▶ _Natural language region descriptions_
---
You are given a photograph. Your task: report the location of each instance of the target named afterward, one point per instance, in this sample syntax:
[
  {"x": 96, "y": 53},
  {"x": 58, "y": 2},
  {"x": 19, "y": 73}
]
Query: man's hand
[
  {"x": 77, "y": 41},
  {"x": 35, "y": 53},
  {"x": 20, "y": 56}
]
---
▶ _Activity_
Output all of the records above unchanged.

▶ _Exercise output_
You are given a photograph. Your task: report the location of each instance of the target named afterward, one point per instance, in this sample syntax:
[
  {"x": 96, "y": 53},
  {"x": 58, "y": 2},
  {"x": 19, "y": 73}
]
Query: man's hand
[
  {"x": 77, "y": 41},
  {"x": 35, "y": 53},
  {"x": 20, "y": 56}
]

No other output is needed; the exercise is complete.